**PASSAGE TO READ:**
[Start of section]
In 2013, benzodiazepine overdoses accounted for 31 percent of the nearly 23,000 deaths from prescription drug overdoses in the U.S. But little was known about the national trends in benzodiazepine prescribing or in fatalities from the drug.

The researchers’ analysis revealed that the number of adults purchasing a benzodiazepine prescription increased by 67 percent over the 18-year period, from 8.1 million prescriptions in 1996 to 13.5 million in 2013. For those obtaining benzodiazepine prescriptions, the average quantity filled during the year more than doubled between 1996 and 2013. Most crucially, the overdose death rate over the 18-year period increased from 0.58 deaths per 100,000 adults in 1996 to 3.14 deaths per 100,000 adults in 2013, a more than four-fold increase. Overall, the rate of overdose deaths from benzodiazepines has leveled off since 2010. But for a few groups—adults aged 65 and over, and blacks and Hispanics—the rate of overdose deaths after 2010 continued to rise.
[End of section]
**INFORMATION PROVIDED:**
[Start of section]
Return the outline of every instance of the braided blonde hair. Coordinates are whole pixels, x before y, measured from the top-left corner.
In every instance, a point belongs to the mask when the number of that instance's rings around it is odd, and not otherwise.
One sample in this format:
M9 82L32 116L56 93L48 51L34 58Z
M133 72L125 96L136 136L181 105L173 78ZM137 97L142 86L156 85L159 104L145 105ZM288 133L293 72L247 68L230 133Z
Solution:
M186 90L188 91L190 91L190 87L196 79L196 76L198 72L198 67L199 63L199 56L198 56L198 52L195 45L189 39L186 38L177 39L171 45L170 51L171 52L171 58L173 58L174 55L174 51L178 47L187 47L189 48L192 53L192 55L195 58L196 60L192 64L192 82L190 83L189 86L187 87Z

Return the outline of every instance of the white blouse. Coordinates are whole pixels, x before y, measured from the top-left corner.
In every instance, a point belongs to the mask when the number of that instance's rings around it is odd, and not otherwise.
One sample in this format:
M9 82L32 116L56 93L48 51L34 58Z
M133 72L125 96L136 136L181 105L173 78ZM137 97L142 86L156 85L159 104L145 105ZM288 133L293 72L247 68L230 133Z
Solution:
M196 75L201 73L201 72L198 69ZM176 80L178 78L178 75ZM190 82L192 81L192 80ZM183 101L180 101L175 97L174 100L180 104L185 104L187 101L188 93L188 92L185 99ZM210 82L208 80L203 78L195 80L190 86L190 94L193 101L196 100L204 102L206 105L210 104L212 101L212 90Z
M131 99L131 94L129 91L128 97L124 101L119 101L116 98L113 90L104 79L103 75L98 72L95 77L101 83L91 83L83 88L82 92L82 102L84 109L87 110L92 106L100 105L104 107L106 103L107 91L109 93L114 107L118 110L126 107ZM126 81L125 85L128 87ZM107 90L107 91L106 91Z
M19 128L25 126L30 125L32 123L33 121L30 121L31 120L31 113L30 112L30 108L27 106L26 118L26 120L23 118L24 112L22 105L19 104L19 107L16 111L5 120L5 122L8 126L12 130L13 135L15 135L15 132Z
[End of section]
**QUESTIONS ON THE MATERIAL:**
**A)** Return the section of the benzodiazepine passage starting with "The researchers’ analysis" and going on through "continued to rise.".
**B)** List each group that the benzodiazepine passage says saw overdose death rates keep rising after 2010.
Use only the benzodiazepine passage to complete these tasks.

**SOLUTIONS TO THE EXERCISE:**
**A)**
The researchers’ analysis revealed that the number of adults purchasing a benzodiazepine prescription increased by 67 percent over the 18-year period, from 8.1 million prescriptions in 1996 to 13.5 million in 2013. For those obtaining benzodiazepine prescriptions, the average quantity filled during the year more than doubled between 1996 and 2013. Most crucially, the overdose death rate over the 18-year period increased from 0.58 deaths per 100,000 adults in 1996 to 3.14 deaths per 100,000 adults in 2013, a more than four-fold increase. Overall, the rate of overdose deaths from benzodiazepines has leveled off since 2010. But for a few groups—adults aged 65 and over, and blacks and Hispanics—the rate of overdose deaths after 2010 continued to rise.

**B)**
- Adults aged 65 and over
- Blacks
- Hispanics